- Materials provided:
--

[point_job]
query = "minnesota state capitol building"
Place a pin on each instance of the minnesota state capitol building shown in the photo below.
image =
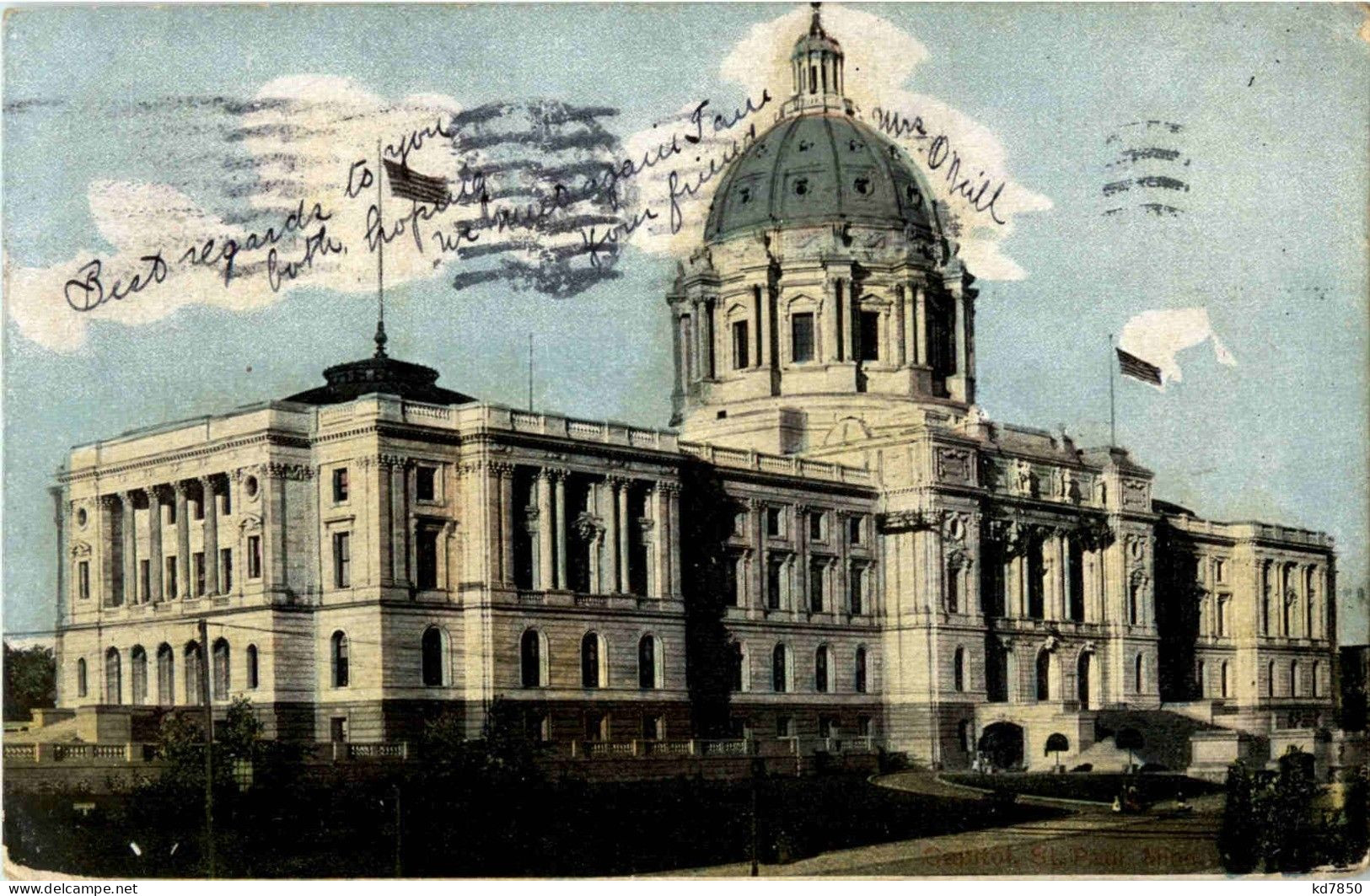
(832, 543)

--

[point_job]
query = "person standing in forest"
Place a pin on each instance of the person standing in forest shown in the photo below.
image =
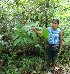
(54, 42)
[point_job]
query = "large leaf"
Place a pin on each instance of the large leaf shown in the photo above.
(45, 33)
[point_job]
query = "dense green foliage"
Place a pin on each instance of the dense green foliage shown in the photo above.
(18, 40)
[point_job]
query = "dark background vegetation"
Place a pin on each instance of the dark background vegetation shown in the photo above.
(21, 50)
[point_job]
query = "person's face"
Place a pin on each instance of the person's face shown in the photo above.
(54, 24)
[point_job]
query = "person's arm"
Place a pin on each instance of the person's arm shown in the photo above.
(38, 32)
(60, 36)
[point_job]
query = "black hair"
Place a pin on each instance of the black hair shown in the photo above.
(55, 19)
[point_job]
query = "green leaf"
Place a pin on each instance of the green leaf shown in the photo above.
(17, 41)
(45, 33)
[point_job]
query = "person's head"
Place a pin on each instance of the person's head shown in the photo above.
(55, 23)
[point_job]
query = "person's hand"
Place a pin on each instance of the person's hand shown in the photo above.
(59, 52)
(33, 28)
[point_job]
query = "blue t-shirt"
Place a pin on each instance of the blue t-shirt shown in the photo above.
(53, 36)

--

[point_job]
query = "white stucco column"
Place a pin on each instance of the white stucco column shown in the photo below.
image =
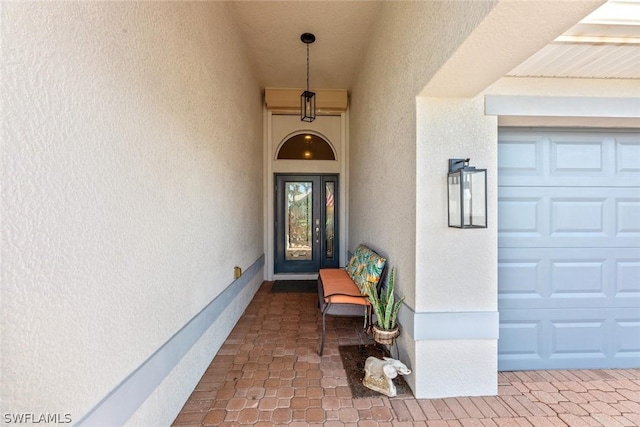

--

- Exercise requirements:
Gather every line of the material above that contains the string "stucco", and treat uppercase and lowercase as different.

- Worked answer:
query = "white stucco column"
Place a pin on each instance of the white stucco column shown in the photo below.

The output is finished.